[TASK TO CARRY OUT] Read the data, and whenever a line holds the word "handle", report that line.

(Records contained in a dataset)
------------------------------------------------

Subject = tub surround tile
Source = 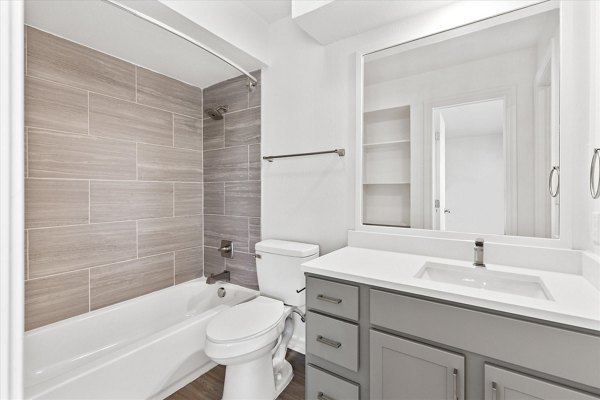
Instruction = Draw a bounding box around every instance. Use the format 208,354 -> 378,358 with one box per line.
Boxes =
175,247 -> 204,284
174,183 -> 203,216
25,178 -> 89,229
226,252 -> 258,290
136,67 -> 203,119
203,183 -> 225,215
203,75 -> 249,115
137,143 -> 203,182
249,144 -> 261,181
91,181 -> 173,223
26,26 -> 135,101
28,221 -> 137,278
203,246 -> 225,277
204,215 -> 249,253
90,253 -> 174,310
203,146 -> 248,182
249,218 -> 261,254
89,93 -> 173,146
25,76 -> 88,134
28,128 -> 136,180
225,107 -> 261,148
225,181 -> 260,217
24,28 -> 262,328
25,270 -> 90,331
202,118 -> 225,151
137,215 -> 203,257
174,114 -> 202,151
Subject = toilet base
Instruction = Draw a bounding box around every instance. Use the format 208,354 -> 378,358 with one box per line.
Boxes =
221,356 -> 293,400
222,353 -> 275,400
274,360 -> 293,398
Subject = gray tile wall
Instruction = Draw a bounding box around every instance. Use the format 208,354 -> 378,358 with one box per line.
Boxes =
203,73 -> 262,289
24,27 -> 205,331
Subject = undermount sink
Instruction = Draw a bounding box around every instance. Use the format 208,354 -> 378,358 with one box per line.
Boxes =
415,262 -> 553,300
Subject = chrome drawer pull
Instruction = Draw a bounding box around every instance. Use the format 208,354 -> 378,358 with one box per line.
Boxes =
317,294 -> 342,304
318,392 -> 335,400
316,335 -> 341,348
453,368 -> 458,400
491,381 -> 497,400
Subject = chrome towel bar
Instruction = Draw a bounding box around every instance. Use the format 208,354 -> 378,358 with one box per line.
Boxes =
263,148 -> 345,162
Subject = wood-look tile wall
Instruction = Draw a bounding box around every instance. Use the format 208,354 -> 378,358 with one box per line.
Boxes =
203,73 -> 262,289
24,27 -> 205,331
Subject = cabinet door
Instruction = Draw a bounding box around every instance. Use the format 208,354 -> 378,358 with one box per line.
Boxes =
370,330 -> 465,400
484,365 -> 600,400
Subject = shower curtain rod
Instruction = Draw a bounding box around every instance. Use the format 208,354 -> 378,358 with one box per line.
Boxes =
102,0 -> 258,87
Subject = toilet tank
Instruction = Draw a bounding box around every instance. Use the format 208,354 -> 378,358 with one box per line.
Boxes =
255,239 -> 319,306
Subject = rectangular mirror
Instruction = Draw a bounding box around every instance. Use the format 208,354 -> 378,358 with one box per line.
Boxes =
362,5 -> 560,239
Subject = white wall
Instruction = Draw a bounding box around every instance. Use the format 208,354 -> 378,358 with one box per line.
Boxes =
565,1 -> 600,253
262,1 -> 547,254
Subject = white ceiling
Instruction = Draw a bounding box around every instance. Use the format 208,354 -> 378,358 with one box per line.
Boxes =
25,0 -> 261,88
242,0 -> 291,24
365,8 -> 559,86
440,99 -> 504,139
293,0 -> 454,45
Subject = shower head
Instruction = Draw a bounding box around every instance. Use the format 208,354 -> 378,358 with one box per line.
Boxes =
205,105 -> 228,120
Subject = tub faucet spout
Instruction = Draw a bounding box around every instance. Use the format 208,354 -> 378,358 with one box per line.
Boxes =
207,270 -> 231,284
473,238 -> 485,267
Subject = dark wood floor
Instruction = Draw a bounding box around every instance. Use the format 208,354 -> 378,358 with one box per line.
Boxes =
167,350 -> 305,400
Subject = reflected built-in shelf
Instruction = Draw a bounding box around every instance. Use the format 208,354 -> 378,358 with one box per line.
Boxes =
363,181 -> 410,185
362,104 -> 411,228
363,139 -> 410,148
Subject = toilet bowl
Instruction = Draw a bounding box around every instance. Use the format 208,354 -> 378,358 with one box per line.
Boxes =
205,239 -> 319,400
205,296 -> 294,400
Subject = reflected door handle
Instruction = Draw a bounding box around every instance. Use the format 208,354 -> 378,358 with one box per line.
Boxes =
591,148 -> 600,199
444,209 -> 451,214
549,166 -> 560,197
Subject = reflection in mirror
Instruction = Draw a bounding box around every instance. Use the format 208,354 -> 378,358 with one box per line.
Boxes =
362,6 -> 560,238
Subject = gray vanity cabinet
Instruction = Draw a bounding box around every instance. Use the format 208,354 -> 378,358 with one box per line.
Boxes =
484,365 -> 599,400
370,330 -> 465,400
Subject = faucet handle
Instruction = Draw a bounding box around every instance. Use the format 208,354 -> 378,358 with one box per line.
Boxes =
475,238 -> 485,247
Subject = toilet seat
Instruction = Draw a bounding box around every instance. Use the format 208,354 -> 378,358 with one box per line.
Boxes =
207,297 -> 285,344
205,296 -> 292,363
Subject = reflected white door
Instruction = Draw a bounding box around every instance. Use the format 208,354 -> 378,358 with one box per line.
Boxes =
433,112 -> 446,230
436,100 -> 505,235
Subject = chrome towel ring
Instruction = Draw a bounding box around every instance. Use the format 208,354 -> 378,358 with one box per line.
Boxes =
548,165 -> 560,198
591,148 -> 600,199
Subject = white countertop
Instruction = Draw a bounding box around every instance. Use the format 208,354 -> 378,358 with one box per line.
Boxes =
302,246 -> 600,332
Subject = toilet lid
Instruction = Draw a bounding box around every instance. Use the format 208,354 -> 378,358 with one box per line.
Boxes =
207,297 -> 284,343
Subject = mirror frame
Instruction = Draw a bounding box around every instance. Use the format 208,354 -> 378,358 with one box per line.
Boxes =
355,0 -> 574,249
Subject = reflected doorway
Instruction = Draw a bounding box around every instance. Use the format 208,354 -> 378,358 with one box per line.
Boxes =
433,99 -> 505,234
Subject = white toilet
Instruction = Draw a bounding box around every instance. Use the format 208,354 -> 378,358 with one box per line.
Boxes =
205,239 -> 319,400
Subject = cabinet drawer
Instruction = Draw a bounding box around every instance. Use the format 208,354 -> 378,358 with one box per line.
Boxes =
307,364 -> 360,400
307,277 -> 359,321
306,311 -> 359,372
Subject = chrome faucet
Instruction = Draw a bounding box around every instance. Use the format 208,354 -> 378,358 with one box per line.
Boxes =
207,270 -> 231,284
473,238 -> 485,267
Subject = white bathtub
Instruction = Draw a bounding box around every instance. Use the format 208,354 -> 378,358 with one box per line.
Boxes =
24,278 -> 258,399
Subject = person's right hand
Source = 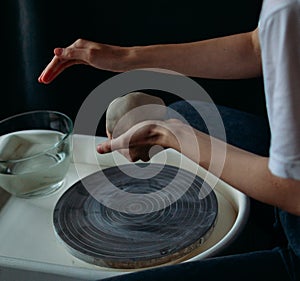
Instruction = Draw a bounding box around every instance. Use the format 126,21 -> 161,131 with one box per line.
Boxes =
38,39 -> 126,84
97,118 -> 197,163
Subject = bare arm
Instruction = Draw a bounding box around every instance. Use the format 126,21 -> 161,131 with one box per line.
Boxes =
38,29 -> 261,83
125,29 -> 262,79
181,127 -> 300,216
97,119 -> 300,216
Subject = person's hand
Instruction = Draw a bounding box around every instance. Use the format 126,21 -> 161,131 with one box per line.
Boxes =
97,119 -> 187,162
38,39 -> 127,84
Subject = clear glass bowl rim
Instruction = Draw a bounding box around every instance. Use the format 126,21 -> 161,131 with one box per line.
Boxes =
0,110 -> 73,164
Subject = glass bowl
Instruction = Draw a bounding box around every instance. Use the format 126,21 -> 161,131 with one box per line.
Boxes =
0,110 -> 73,198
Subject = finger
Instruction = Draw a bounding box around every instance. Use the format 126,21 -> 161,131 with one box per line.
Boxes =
97,140 -> 134,161
39,47 -> 88,84
39,57 -> 83,84
97,136 -> 127,154
97,140 -> 113,154
42,59 -> 83,84
97,121 -> 158,155
38,55 -> 62,83
38,69 -> 45,83
40,61 -> 65,84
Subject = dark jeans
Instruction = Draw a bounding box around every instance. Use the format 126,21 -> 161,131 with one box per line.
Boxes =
100,101 -> 300,281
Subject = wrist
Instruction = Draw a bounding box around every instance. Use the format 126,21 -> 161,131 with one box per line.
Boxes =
152,120 -> 184,151
156,120 -> 212,168
121,45 -> 165,71
120,46 -> 146,71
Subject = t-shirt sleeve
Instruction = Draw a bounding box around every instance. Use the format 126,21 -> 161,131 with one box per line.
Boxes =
259,2 -> 300,180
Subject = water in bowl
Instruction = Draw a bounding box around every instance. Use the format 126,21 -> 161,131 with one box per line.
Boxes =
0,129 -> 72,197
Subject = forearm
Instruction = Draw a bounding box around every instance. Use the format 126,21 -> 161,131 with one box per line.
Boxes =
122,30 -> 262,79
218,146 -> 300,216
162,125 -> 300,215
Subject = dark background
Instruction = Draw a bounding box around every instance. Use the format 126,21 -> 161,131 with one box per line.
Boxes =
3,0 -> 264,136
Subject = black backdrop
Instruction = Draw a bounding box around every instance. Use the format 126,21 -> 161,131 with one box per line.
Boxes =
3,0 -> 264,136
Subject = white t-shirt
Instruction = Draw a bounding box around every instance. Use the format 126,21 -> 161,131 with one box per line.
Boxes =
259,0 -> 300,180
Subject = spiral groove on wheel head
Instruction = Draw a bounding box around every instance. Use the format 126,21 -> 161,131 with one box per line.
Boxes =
53,163 -> 218,269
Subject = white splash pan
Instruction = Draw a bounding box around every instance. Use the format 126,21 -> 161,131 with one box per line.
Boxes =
0,134 -> 249,280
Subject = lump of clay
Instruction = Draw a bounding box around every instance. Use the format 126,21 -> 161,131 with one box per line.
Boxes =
106,92 -> 166,139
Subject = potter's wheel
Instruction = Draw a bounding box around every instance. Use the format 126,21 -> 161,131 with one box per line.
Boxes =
53,163 -> 218,269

------------------------------------------------

[SOLUTION TO THE PROBLEM]
Subject = reflected door handle
Subject = faucet handle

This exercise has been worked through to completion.